### Records to process
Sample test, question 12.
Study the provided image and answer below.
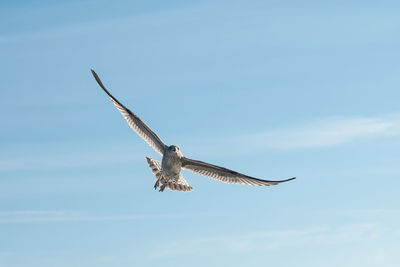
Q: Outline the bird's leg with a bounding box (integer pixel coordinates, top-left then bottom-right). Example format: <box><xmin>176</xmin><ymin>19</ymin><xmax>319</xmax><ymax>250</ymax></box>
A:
<box><xmin>158</xmin><ymin>183</ymin><xmax>167</xmax><ymax>192</ymax></box>
<box><xmin>154</xmin><ymin>179</ymin><xmax>160</xmax><ymax>190</ymax></box>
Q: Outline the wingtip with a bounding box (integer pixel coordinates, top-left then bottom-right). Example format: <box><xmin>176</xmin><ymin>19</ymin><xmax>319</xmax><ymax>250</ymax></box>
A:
<box><xmin>90</xmin><ymin>69</ymin><xmax>97</xmax><ymax>77</ymax></box>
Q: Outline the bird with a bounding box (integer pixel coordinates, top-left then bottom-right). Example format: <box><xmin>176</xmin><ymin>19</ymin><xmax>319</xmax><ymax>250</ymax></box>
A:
<box><xmin>91</xmin><ymin>69</ymin><xmax>296</xmax><ymax>192</ymax></box>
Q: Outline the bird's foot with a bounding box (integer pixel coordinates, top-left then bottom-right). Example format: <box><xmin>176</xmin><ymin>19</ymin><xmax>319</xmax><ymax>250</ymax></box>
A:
<box><xmin>158</xmin><ymin>184</ymin><xmax>167</xmax><ymax>192</ymax></box>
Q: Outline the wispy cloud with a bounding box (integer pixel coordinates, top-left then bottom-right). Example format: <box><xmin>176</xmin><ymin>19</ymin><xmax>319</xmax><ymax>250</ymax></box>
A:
<box><xmin>246</xmin><ymin>116</ymin><xmax>400</xmax><ymax>149</ymax></box>
<box><xmin>0</xmin><ymin>141</ymin><xmax>144</xmax><ymax>171</ymax></box>
<box><xmin>148</xmin><ymin>223</ymin><xmax>396</xmax><ymax>260</ymax></box>
<box><xmin>190</xmin><ymin>114</ymin><xmax>400</xmax><ymax>156</ymax></box>
<box><xmin>0</xmin><ymin>210</ymin><xmax>226</xmax><ymax>224</ymax></box>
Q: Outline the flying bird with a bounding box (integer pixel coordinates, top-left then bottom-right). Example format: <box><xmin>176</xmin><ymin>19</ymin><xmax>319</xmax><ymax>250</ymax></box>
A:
<box><xmin>92</xmin><ymin>70</ymin><xmax>296</xmax><ymax>192</ymax></box>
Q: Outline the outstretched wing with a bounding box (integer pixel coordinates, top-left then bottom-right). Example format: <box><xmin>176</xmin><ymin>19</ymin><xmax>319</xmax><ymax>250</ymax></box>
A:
<box><xmin>146</xmin><ymin>157</ymin><xmax>193</xmax><ymax>192</ymax></box>
<box><xmin>92</xmin><ymin>70</ymin><xmax>167</xmax><ymax>155</ymax></box>
<box><xmin>181</xmin><ymin>157</ymin><xmax>296</xmax><ymax>186</ymax></box>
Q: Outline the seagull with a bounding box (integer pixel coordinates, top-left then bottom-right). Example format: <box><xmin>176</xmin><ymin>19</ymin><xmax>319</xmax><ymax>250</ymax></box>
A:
<box><xmin>91</xmin><ymin>70</ymin><xmax>296</xmax><ymax>192</ymax></box>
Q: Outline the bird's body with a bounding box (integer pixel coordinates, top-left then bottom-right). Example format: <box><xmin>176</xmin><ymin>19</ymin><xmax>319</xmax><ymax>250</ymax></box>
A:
<box><xmin>92</xmin><ymin>70</ymin><xmax>295</xmax><ymax>191</ymax></box>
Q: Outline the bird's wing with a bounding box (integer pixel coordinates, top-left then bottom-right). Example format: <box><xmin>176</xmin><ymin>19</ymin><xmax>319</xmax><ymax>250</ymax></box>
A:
<box><xmin>181</xmin><ymin>157</ymin><xmax>296</xmax><ymax>186</ymax></box>
<box><xmin>146</xmin><ymin>157</ymin><xmax>193</xmax><ymax>192</ymax></box>
<box><xmin>92</xmin><ymin>70</ymin><xmax>167</xmax><ymax>155</ymax></box>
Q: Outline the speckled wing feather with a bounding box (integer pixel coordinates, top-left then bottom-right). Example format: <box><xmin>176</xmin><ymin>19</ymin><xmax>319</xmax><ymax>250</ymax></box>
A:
<box><xmin>146</xmin><ymin>157</ymin><xmax>193</xmax><ymax>192</ymax></box>
<box><xmin>92</xmin><ymin>70</ymin><xmax>166</xmax><ymax>155</ymax></box>
<box><xmin>181</xmin><ymin>157</ymin><xmax>295</xmax><ymax>186</ymax></box>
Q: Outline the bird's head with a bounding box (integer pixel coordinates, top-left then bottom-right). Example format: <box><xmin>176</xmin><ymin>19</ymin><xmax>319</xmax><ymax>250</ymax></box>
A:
<box><xmin>168</xmin><ymin>145</ymin><xmax>183</xmax><ymax>156</ymax></box>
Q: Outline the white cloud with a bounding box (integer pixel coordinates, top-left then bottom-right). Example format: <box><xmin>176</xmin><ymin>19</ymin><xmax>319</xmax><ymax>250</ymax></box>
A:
<box><xmin>148</xmin><ymin>223</ymin><xmax>396</xmax><ymax>260</ymax></box>
<box><xmin>240</xmin><ymin>116</ymin><xmax>400</xmax><ymax>149</ymax></box>
<box><xmin>191</xmin><ymin>114</ymin><xmax>400</xmax><ymax>154</ymax></box>
<box><xmin>0</xmin><ymin>210</ymin><xmax>225</xmax><ymax>224</ymax></box>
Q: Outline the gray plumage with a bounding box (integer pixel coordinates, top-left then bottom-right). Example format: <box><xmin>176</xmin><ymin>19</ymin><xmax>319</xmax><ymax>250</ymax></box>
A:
<box><xmin>92</xmin><ymin>70</ymin><xmax>295</xmax><ymax>192</ymax></box>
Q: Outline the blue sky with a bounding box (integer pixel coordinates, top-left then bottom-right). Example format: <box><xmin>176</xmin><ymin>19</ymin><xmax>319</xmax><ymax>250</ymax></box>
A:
<box><xmin>0</xmin><ymin>0</ymin><xmax>400</xmax><ymax>267</ymax></box>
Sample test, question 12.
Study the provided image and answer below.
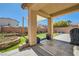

### What needs to be done
Write out the data above again with every "Outline" replaced by "Locate" and everything else unchanged. Leave out the pictures.

### Answer
Sample test, question 12.
Study the provided image and answer below.
Q: Locate the bird's leg with a bounding box (integer pixel coordinates, top-left then bottom-right). Example format: <box><xmin>176</xmin><ymin>19</ymin><xmax>319</xmax><ymax>250</ymax></box>
A:
<box><xmin>158</xmin><ymin>183</ymin><xmax>167</xmax><ymax>192</ymax></box>
<box><xmin>154</xmin><ymin>179</ymin><xmax>160</xmax><ymax>190</ymax></box>
Q: Locate the wingtip with a bounding box (integer pixel coordinates, top-left then bottom-right). Example format: <box><xmin>176</xmin><ymin>19</ymin><xmax>319</xmax><ymax>250</ymax></box>
A:
<box><xmin>90</xmin><ymin>69</ymin><xmax>97</xmax><ymax>77</ymax></box>
Q: Locate the bird with a bounding box (integer pixel coordinates, top-left then bottom-right). Example format: <box><xmin>176</xmin><ymin>19</ymin><xmax>319</xmax><ymax>250</ymax></box>
A:
<box><xmin>91</xmin><ymin>69</ymin><xmax>296</xmax><ymax>192</ymax></box>
Q: Locate the bird's foot with a bounding box (integer pixel coordinates, top-left then bottom-right). Example format: <box><xmin>176</xmin><ymin>19</ymin><xmax>319</xmax><ymax>250</ymax></box>
A:
<box><xmin>158</xmin><ymin>184</ymin><xmax>167</xmax><ymax>192</ymax></box>
Q: Locate the wispy cloud with a bounding box (integer pixel coordinates, top-left then bottom-right). Example format: <box><xmin>176</xmin><ymin>19</ymin><xmax>319</xmax><ymax>250</ymax></box>
A:
<box><xmin>246</xmin><ymin>116</ymin><xmax>400</xmax><ymax>149</ymax></box>
<box><xmin>0</xmin><ymin>141</ymin><xmax>144</xmax><ymax>171</ymax></box>
<box><xmin>148</xmin><ymin>223</ymin><xmax>396</xmax><ymax>260</ymax></box>
<box><xmin>190</xmin><ymin>114</ymin><xmax>400</xmax><ymax>156</ymax></box>
<box><xmin>0</xmin><ymin>210</ymin><xmax>226</xmax><ymax>224</ymax></box>
Q: Locate the flying bird with a bounding box (integer pixel coordinates, top-left then bottom-right). Example format: <box><xmin>176</xmin><ymin>19</ymin><xmax>319</xmax><ymax>250</ymax></box>
A:
<box><xmin>92</xmin><ymin>70</ymin><xmax>296</xmax><ymax>192</ymax></box>
Q: Locate the outstretched wing with a bounding box (integer pixel coordinates, top-left then bottom-right). Example format: <box><xmin>176</xmin><ymin>19</ymin><xmax>319</xmax><ymax>250</ymax></box>
A:
<box><xmin>146</xmin><ymin>157</ymin><xmax>193</xmax><ymax>192</ymax></box>
<box><xmin>92</xmin><ymin>70</ymin><xmax>167</xmax><ymax>155</ymax></box>
<box><xmin>181</xmin><ymin>157</ymin><xmax>296</xmax><ymax>186</ymax></box>
Q: Locate the seagull with a bounding box (integer pixel coordinates, top-left then bottom-right). Example format: <box><xmin>176</xmin><ymin>19</ymin><xmax>319</xmax><ymax>250</ymax></box>
A:
<box><xmin>91</xmin><ymin>70</ymin><xmax>296</xmax><ymax>192</ymax></box>
Q: Locate the bird's body with a bounding box (integer pixel coordinates, top-left then bottom-right). Example format: <box><xmin>176</xmin><ymin>19</ymin><xmax>319</xmax><ymax>250</ymax></box>
A:
<box><xmin>92</xmin><ymin>70</ymin><xmax>295</xmax><ymax>191</ymax></box>
Q: Locate the bird's wing with a bounding box (integer pixel coordinates, top-left then bottom-right). Example format: <box><xmin>176</xmin><ymin>19</ymin><xmax>319</xmax><ymax>250</ymax></box>
A:
<box><xmin>181</xmin><ymin>157</ymin><xmax>296</xmax><ymax>186</ymax></box>
<box><xmin>146</xmin><ymin>157</ymin><xmax>193</xmax><ymax>192</ymax></box>
<box><xmin>92</xmin><ymin>70</ymin><xmax>167</xmax><ymax>155</ymax></box>
Q: Locate the speckled wing feather with a bounding box (integer pixel coordinates, top-left then bottom-right). Example format: <box><xmin>176</xmin><ymin>19</ymin><xmax>319</xmax><ymax>250</ymax></box>
A:
<box><xmin>146</xmin><ymin>157</ymin><xmax>193</xmax><ymax>192</ymax></box>
<box><xmin>92</xmin><ymin>70</ymin><xmax>166</xmax><ymax>155</ymax></box>
<box><xmin>181</xmin><ymin>157</ymin><xmax>295</xmax><ymax>186</ymax></box>
Q: Locate the bird's head with a bounding box (integer pixel coordinates, top-left then bottom-right). Example format: <box><xmin>176</xmin><ymin>19</ymin><xmax>319</xmax><ymax>250</ymax></box>
A:
<box><xmin>168</xmin><ymin>145</ymin><xmax>183</xmax><ymax>156</ymax></box>
Q: Locate the white cloud with a bounding box (integer pixel coordinates, top-left then bottom-right). Example format: <box><xmin>176</xmin><ymin>19</ymin><xmax>319</xmax><ymax>250</ymax></box>
A:
<box><xmin>148</xmin><ymin>223</ymin><xmax>396</xmax><ymax>260</ymax></box>
<box><xmin>240</xmin><ymin>116</ymin><xmax>400</xmax><ymax>149</ymax></box>
<box><xmin>191</xmin><ymin>114</ymin><xmax>400</xmax><ymax>154</ymax></box>
<box><xmin>0</xmin><ymin>210</ymin><xmax>225</xmax><ymax>224</ymax></box>
Q: Locate the gray plumage with a bounding box (integer pixel coordinates, top-left then bottom-right). Example format: <box><xmin>176</xmin><ymin>19</ymin><xmax>319</xmax><ymax>250</ymax></box>
A:
<box><xmin>92</xmin><ymin>70</ymin><xmax>295</xmax><ymax>192</ymax></box>
Q: Locate the blue sky with a bounding box (integer pixel coordinates, top-left then bottom-right). Example format: <box><xmin>176</xmin><ymin>19</ymin><xmax>319</xmax><ymax>250</ymax></box>
A:
<box><xmin>0</xmin><ymin>0</ymin><xmax>400</xmax><ymax>267</ymax></box>
Sample test, question 12.
Study the provided image and answer below.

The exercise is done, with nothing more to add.